→ Goal of the exercise
Give the records again. Keep them exact and leave out the images.

--- Recorded data ---

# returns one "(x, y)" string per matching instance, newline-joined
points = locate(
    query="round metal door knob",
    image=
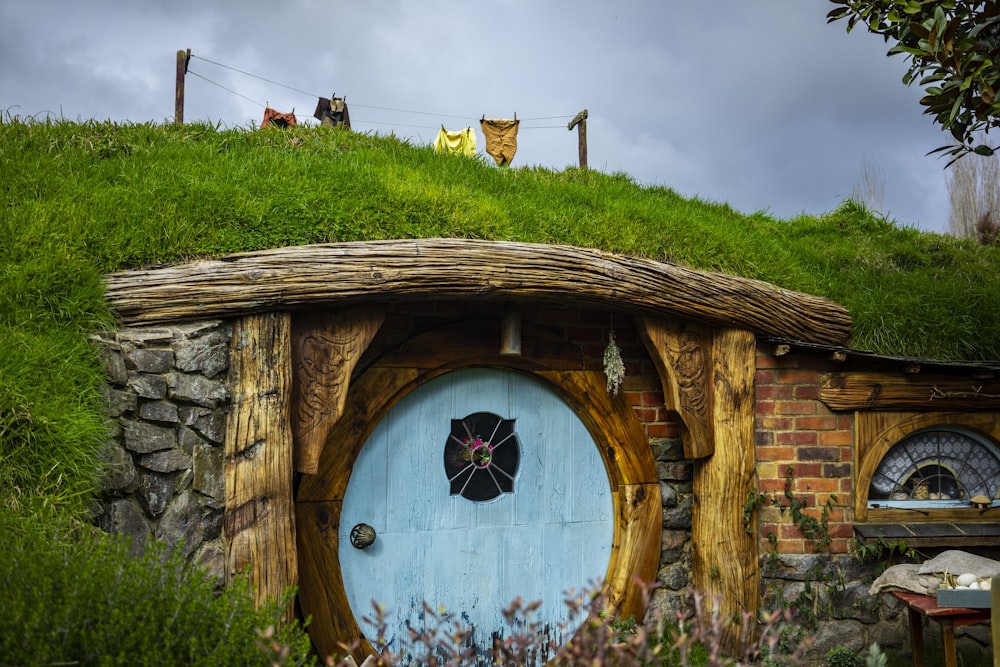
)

---

→ Answer area
# returns one "(x, y)" string per matching instance, newline-joined
points = locate(
    query="round metal door knob",
    image=
)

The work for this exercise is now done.